» Goal of the exercise
Collect every line in the items below that contains the string "table", treating uppercase and lowercase letters as different.

____________

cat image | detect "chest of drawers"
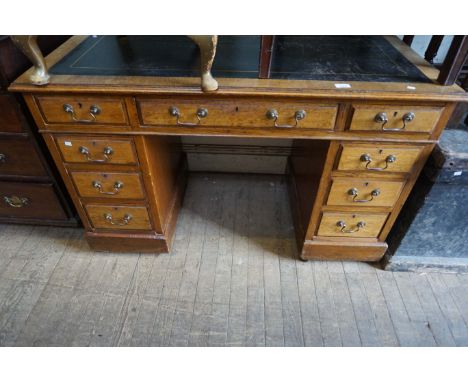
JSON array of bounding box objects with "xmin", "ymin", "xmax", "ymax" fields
[
  {"xmin": 12, "ymin": 38, "xmax": 466, "ymax": 261},
  {"xmin": 0, "ymin": 36, "xmax": 78, "ymax": 226}
]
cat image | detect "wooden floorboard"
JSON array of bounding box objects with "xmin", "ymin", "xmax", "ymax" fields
[{"xmin": 0, "ymin": 174, "xmax": 468, "ymax": 346}]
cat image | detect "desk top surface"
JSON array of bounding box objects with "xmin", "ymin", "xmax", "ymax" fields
[
  {"xmin": 10, "ymin": 36, "xmax": 467, "ymax": 101},
  {"xmin": 50, "ymin": 36, "xmax": 431, "ymax": 83}
]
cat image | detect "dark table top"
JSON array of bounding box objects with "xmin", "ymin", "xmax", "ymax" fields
[{"xmin": 50, "ymin": 36, "xmax": 431, "ymax": 83}]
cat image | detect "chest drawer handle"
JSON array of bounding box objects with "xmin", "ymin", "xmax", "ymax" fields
[
  {"xmin": 360, "ymin": 154, "xmax": 396, "ymax": 171},
  {"xmin": 63, "ymin": 103, "xmax": 101, "ymax": 123},
  {"xmin": 78, "ymin": 146, "xmax": 114, "ymax": 163},
  {"xmin": 169, "ymin": 106, "xmax": 208, "ymax": 127},
  {"xmin": 104, "ymin": 213, "xmax": 132, "ymax": 226},
  {"xmin": 3, "ymin": 195, "xmax": 29, "ymax": 208},
  {"xmin": 266, "ymin": 109, "xmax": 307, "ymax": 129},
  {"xmin": 91, "ymin": 180, "xmax": 123, "ymax": 195},
  {"xmin": 336, "ymin": 220, "xmax": 366, "ymax": 233},
  {"xmin": 348, "ymin": 187, "xmax": 380, "ymax": 203},
  {"xmin": 374, "ymin": 112, "xmax": 415, "ymax": 131}
]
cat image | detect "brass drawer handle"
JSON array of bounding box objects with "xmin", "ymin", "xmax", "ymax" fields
[
  {"xmin": 336, "ymin": 220, "xmax": 366, "ymax": 233},
  {"xmin": 3, "ymin": 195, "xmax": 29, "ymax": 208},
  {"xmin": 348, "ymin": 187, "xmax": 380, "ymax": 203},
  {"xmin": 169, "ymin": 106, "xmax": 208, "ymax": 127},
  {"xmin": 360, "ymin": 154, "xmax": 396, "ymax": 171},
  {"xmin": 91, "ymin": 180, "xmax": 124, "ymax": 195},
  {"xmin": 374, "ymin": 112, "xmax": 415, "ymax": 131},
  {"xmin": 63, "ymin": 103, "xmax": 101, "ymax": 123},
  {"xmin": 78, "ymin": 146, "xmax": 114, "ymax": 163},
  {"xmin": 104, "ymin": 213, "xmax": 132, "ymax": 226},
  {"xmin": 266, "ymin": 109, "xmax": 307, "ymax": 129}
]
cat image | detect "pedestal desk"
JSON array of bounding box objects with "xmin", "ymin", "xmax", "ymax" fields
[{"xmin": 11, "ymin": 36, "xmax": 467, "ymax": 261}]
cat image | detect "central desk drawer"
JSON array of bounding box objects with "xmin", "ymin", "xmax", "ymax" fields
[
  {"xmin": 327, "ymin": 178, "xmax": 405, "ymax": 207},
  {"xmin": 137, "ymin": 98, "xmax": 338, "ymax": 130},
  {"xmin": 71, "ymin": 171, "xmax": 145, "ymax": 199},
  {"xmin": 36, "ymin": 96, "xmax": 128, "ymax": 125},
  {"xmin": 318, "ymin": 212, "xmax": 388, "ymax": 238},
  {"xmin": 56, "ymin": 136, "xmax": 138, "ymax": 165},
  {"xmin": 337, "ymin": 143, "xmax": 422, "ymax": 173},
  {"xmin": 85, "ymin": 204, "xmax": 152, "ymax": 231}
]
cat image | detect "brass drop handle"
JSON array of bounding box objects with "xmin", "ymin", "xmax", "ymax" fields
[
  {"xmin": 169, "ymin": 106, "xmax": 208, "ymax": 127},
  {"xmin": 3, "ymin": 195, "xmax": 29, "ymax": 208},
  {"xmin": 348, "ymin": 187, "xmax": 380, "ymax": 203},
  {"xmin": 360, "ymin": 154, "xmax": 396, "ymax": 171},
  {"xmin": 63, "ymin": 103, "xmax": 101, "ymax": 123},
  {"xmin": 104, "ymin": 213, "xmax": 132, "ymax": 226},
  {"xmin": 91, "ymin": 180, "xmax": 124, "ymax": 195},
  {"xmin": 336, "ymin": 220, "xmax": 366, "ymax": 233},
  {"xmin": 374, "ymin": 111, "xmax": 415, "ymax": 131},
  {"xmin": 266, "ymin": 109, "xmax": 307, "ymax": 129},
  {"xmin": 78, "ymin": 146, "xmax": 114, "ymax": 163}
]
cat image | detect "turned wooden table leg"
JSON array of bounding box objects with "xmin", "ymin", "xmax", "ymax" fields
[
  {"xmin": 10, "ymin": 36, "xmax": 50, "ymax": 85},
  {"xmin": 189, "ymin": 36, "xmax": 218, "ymax": 92}
]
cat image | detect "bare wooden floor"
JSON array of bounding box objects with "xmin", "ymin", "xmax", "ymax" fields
[{"xmin": 0, "ymin": 174, "xmax": 468, "ymax": 346}]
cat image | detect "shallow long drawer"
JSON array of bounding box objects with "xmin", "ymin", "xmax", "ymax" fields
[
  {"xmin": 137, "ymin": 98, "xmax": 338, "ymax": 130},
  {"xmin": 0, "ymin": 182, "xmax": 67, "ymax": 220},
  {"xmin": 56, "ymin": 136, "xmax": 138, "ymax": 165}
]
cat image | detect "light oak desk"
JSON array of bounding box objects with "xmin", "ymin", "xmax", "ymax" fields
[{"xmin": 11, "ymin": 36, "xmax": 467, "ymax": 261}]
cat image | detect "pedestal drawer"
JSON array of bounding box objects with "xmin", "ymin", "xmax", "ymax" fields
[
  {"xmin": 70, "ymin": 171, "xmax": 145, "ymax": 199},
  {"xmin": 337, "ymin": 143, "xmax": 422, "ymax": 173},
  {"xmin": 0, "ymin": 139, "xmax": 47, "ymax": 176},
  {"xmin": 56, "ymin": 136, "xmax": 138, "ymax": 165},
  {"xmin": 349, "ymin": 105, "xmax": 443, "ymax": 133},
  {"xmin": 85, "ymin": 204, "xmax": 152, "ymax": 231},
  {"xmin": 35, "ymin": 96, "xmax": 128, "ymax": 125},
  {"xmin": 0, "ymin": 182, "xmax": 67, "ymax": 220},
  {"xmin": 327, "ymin": 178, "xmax": 405, "ymax": 207},
  {"xmin": 318, "ymin": 212, "xmax": 388, "ymax": 237}
]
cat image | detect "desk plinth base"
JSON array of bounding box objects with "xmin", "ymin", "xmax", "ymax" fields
[
  {"xmin": 300, "ymin": 240, "xmax": 387, "ymax": 261},
  {"xmin": 85, "ymin": 232, "xmax": 170, "ymax": 253}
]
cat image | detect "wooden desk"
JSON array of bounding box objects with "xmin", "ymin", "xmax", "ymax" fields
[{"xmin": 11, "ymin": 37, "xmax": 467, "ymax": 261}]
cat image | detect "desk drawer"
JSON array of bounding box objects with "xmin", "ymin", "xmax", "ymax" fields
[
  {"xmin": 137, "ymin": 98, "xmax": 338, "ymax": 130},
  {"xmin": 85, "ymin": 204, "xmax": 152, "ymax": 231},
  {"xmin": 327, "ymin": 178, "xmax": 405, "ymax": 207},
  {"xmin": 337, "ymin": 143, "xmax": 422, "ymax": 173},
  {"xmin": 71, "ymin": 171, "xmax": 145, "ymax": 199},
  {"xmin": 36, "ymin": 96, "xmax": 128, "ymax": 125},
  {"xmin": 318, "ymin": 212, "xmax": 388, "ymax": 237},
  {"xmin": 0, "ymin": 182, "xmax": 67, "ymax": 220},
  {"xmin": 56, "ymin": 136, "xmax": 138, "ymax": 165},
  {"xmin": 0, "ymin": 139, "xmax": 47, "ymax": 176},
  {"xmin": 349, "ymin": 105, "xmax": 443, "ymax": 133}
]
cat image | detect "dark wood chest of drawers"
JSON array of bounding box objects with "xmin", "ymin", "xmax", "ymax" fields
[{"xmin": 0, "ymin": 36, "xmax": 78, "ymax": 226}]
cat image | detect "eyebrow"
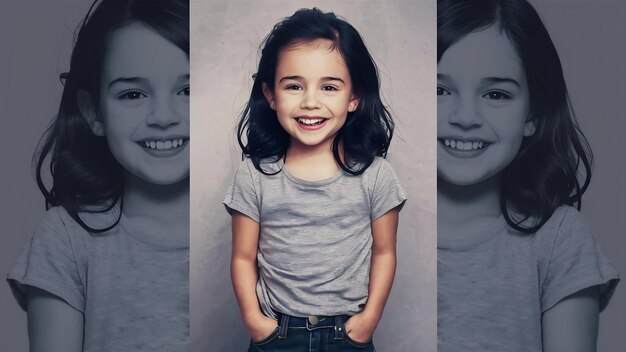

____________

» Reply to the exercise
cat image | detect "dark table top"
cat image | detect "turned wooden table leg"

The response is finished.